▼

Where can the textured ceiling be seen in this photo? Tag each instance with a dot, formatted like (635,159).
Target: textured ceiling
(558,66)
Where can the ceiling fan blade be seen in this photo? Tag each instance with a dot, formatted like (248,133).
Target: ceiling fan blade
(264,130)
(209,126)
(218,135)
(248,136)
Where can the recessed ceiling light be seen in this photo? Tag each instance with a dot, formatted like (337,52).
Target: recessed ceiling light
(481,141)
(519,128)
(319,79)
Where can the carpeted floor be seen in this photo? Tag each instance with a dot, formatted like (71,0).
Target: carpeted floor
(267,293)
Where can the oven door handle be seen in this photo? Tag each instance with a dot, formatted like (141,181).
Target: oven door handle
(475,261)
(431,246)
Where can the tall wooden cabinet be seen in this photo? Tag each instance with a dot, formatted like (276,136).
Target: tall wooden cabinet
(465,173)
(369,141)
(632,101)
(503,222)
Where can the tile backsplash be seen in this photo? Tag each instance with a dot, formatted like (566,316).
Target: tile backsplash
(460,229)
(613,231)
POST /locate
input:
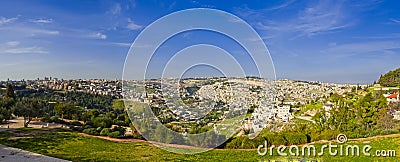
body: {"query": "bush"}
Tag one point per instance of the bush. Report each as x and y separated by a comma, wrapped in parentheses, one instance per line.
(105, 132)
(76, 128)
(103, 122)
(235, 143)
(75, 123)
(89, 123)
(120, 129)
(295, 138)
(114, 134)
(137, 136)
(87, 126)
(45, 118)
(91, 131)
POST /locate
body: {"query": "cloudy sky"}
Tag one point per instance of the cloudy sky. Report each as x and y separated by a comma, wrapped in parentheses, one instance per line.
(333, 41)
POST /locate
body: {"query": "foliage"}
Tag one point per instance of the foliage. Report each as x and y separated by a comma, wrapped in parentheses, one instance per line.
(105, 132)
(103, 122)
(91, 131)
(10, 94)
(28, 108)
(390, 79)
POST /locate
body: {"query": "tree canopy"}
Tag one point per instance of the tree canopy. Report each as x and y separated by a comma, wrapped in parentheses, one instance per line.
(390, 79)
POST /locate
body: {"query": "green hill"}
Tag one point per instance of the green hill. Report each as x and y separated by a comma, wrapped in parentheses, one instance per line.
(390, 79)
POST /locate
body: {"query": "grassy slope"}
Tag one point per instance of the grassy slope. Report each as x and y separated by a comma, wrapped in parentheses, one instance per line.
(72, 146)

▲

WHAT IS BEING ASKED |
Where does the word "with" appear in the listing? List each line that holds it.

SOLUTION |
Where can the textured ceiling be seen in this photo? Tag each instance with a dot, formatted like (635,159).
Where can the ceiling fan blade be seen in this photo? Tag each instance with a dot, formatted like (248,133).
Where can the recessed ceiling light be seen in this photo? Tag each instance with a dot, formatted like (337,52).
Where can the carpeted floor be seen in this photo? Tag each instance with a dot, formatted like (71,0).
Where can the oven door handle be seen in this photo? Tag each instance with a dot, formatted like (141,181).
Where can the tall wooden cabinet be seen in this photo? Tag each instance with a dot, formatted like (276,136).
Where can the tile backsplash be seen in this photo? Tag each instance with a dot, formatted like (566,316).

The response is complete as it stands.